**EXERCISE TASK**
Duplicate every one of these entries word for word.

=== RECORDS SUPPLIED ===

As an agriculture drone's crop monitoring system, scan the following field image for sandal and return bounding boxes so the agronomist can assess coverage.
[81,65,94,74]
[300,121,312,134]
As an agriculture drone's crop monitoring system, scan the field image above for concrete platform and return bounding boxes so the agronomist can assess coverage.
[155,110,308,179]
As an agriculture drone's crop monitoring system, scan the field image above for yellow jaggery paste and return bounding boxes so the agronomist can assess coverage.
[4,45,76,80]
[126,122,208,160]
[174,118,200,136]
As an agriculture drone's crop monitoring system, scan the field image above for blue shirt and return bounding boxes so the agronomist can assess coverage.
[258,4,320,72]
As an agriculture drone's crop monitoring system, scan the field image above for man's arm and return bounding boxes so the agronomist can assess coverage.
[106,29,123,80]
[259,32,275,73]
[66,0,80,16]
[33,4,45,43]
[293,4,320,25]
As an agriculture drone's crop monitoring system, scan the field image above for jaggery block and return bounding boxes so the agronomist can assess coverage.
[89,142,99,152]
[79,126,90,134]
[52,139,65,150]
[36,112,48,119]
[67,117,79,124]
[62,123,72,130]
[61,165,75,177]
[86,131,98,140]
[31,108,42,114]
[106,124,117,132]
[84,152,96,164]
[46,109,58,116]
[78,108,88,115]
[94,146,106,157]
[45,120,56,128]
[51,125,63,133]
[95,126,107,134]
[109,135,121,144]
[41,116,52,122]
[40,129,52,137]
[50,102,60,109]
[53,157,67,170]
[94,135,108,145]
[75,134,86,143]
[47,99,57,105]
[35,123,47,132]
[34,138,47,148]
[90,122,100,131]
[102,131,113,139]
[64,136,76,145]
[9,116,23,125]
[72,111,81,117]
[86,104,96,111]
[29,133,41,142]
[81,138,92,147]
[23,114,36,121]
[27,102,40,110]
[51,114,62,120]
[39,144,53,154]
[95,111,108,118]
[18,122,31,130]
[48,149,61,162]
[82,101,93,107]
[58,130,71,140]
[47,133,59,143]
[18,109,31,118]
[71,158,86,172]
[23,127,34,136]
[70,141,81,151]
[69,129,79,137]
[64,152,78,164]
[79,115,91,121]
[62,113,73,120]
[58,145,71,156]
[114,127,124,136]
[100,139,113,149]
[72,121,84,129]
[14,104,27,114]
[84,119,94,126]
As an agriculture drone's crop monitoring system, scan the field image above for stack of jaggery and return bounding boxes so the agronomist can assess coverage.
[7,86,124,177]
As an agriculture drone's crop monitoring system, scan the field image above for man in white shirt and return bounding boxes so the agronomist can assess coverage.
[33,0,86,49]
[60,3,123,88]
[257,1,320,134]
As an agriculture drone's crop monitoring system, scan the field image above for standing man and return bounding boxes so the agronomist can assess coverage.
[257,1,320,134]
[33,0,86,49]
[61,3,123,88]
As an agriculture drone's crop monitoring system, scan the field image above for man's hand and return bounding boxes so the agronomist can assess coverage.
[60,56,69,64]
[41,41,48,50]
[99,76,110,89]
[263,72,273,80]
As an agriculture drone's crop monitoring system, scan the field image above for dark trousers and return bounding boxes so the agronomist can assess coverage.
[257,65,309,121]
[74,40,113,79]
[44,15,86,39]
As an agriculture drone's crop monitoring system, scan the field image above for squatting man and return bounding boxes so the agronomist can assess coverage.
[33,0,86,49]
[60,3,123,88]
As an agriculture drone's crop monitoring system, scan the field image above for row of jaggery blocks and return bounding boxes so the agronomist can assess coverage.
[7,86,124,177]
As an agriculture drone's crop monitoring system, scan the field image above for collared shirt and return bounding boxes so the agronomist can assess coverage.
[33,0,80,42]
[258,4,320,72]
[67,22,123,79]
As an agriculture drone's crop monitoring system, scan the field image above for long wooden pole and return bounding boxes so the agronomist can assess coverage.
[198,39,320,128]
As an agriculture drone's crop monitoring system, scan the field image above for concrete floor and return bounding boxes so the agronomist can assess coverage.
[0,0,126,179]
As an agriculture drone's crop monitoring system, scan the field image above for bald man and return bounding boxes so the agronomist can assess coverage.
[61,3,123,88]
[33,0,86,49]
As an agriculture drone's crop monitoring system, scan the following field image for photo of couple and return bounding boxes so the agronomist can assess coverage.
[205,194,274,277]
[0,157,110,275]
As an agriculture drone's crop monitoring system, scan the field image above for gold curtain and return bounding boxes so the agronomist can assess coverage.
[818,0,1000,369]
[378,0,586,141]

===

**RESPONSE TO THIS TASK**
As an agriculture drone's crop monitoring system, scan the following field image for sandal and return bounding boxes so the agronomist can assess coverage.
[81,65,94,74]
[300,121,312,134]
As an agriculture drone's crop monitoring system, scan the field image above for concrete platform and return bounding boxes so the agronomist can assess coverage.
[155,110,308,179]
As an agriculture drone's crop monitoring system, scan the field image above for yellow jaggery paste and return bounding boxes so the agronomist can assess coverage.
[4,45,76,80]
[126,122,208,160]
[174,118,200,136]
As an agriculture drone's crop monitoring system, scan the field image above for blue shirt and return bounding boxes so the agronomist can assess coverage.
[258,4,320,72]
As an agriculture drone's crop monitoring system, scan the field image above for man's arm and return bounding boxes so the agronomist can assess coverage.
[106,29,123,80]
[259,32,275,73]
[66,0,80,16]
[33,4,45,43]
[293,4,320,25]
As an agriculture drone's crop monitoring system, scan the field image above for jaggery block and return bounding boxes so the agronomist can assess coverage.
[89,142,99,152]
[79,126,90,134]
[52,139,65,150]
[36,112,48,119]
[67,117,79,124]
[62,123,72,130]
[61,165,75,177]
[86,131,98,140]
[31,108,42,114]
[106,124,117,132]
[84,152,96,164]
[46,109,58,116]
[78,108,88,115]
[94,146,106,157]
[45,120,56,128]
[51,125,63,133]
[95,126,107,134]
[109,135,121,144]
[41,116,52,122]
[40,129,52,137]
[50,102,60,109]
[53,157,67,170]
[94,135,108,145]
[75,134,86,143]
[47,99,57,105]
[35,123,47,132]
[34,138,47,148]
[90,122,100,131]
[102,131,113,139]
[64,136,76,145]
[9,116,23,125]
[72,111,81,117]
[86,104,96,111]
[29,133,41,142]
[81,138,92,147]
[23,114,36,121]
[27,102,40,110]
[51,114,62,120]
[39,144,53,154]
[95,111,108,118]
[18,122,31,130]
[48,149,61,162]
[82,101,93,107]
[58,130,71,140]
[47,133,59,143]
[18,109,31,118]
[71,158,86,172]
[23,127,34,136]
[70,141,81,151]
[69,129,79,137]
[64,152,78,164]
[79,115,91,121]
[62,113,73,120]
[58,145,71,156]
[114,127,124,136]
[100,139,113,149]
[72,121,84,129]
[14,104,27,114]
[84,119,94,126]
As an agriculture drone's crop monitoring system, scan the field image above for stack of jaggery and return bounding boxes so the agronomist can assess coverage.
[7,86,124,177]
As an agriculture drone's crop monitoring system, scan the field image above for man in white shirt and return bounding boxes so the agronomist can assess coverage.
[33,0,86,49]
[60,3,123,88]
[257,1,320,134]
As an agriculture drone's crop monitoring system, scan the field image above for standing man and return bounding boxes so the agronomist can assess coverage.
[257,1,320,134]
[33,0,86,49]
[61,3,123,88]
As an agriculture drone's crop monitoring system, scan the field image above for man's hand and return bounding boxes so the agronomist can assess coverage.
[60,56,69,64]
[41,41,48,50]
[99,76,110,89]
[263,72,273,80]
As an agriculture drone's crop monitoring system, scan the field image above for dark trousers and return bounding boxes so the agronomist can assess coverage.
[257,65,309,121]
[74,40,113,79]
[44,15,86,39]
As an agriculture drone's crop monitoring system, scan the field image above for squatting man and return bounding boxes so the agronomist can assess coverage.
[33,0,86,49]
[60,3,123,88]
As an agriculture drone's crop monitoring system, scan the field image above for row of jaggery blocks and return bounding boxes so the agronomist can assess coverage.
[7,86,124,177]
As an agriculture drone's crop monitoring system, scan the field image above for collared shirt and return bounding boxes so the agronomist can assess coverage.
[33,0,80,42]
[258,4,320,72]
[67,22,123,79]
As an agriculture drone's crop monitoring system, scan the field image above for long wooden pole and return bounding boxes so the agronomist can assess coverage.
[198,39,320,128]
As an agriculture drone's crop monitoring system, scan the field image above for concrete floor and return bounding boxes so the agronomist can assess coverage.
[0,0,126,179]
As an agriculture drone's crop monitoring system, scan the field image above for bald man and return bounding boxes so the agronomist can assess coverage.
[61,3,123,88]
[33,0,86,49]
As an agriculture drone's crop monitoring system, scan the following field image for photo of couple and return bounding boxes so the agronomist can assess coverage.
[205,194,274,277]
[0,157,110,275]
As an agriculture drone's crop monitoring system, scan the field image above for gold curtain and return bounding boxes so the agronomist can assess coverage.
[818,0,1000,369]
[378,0,586,141]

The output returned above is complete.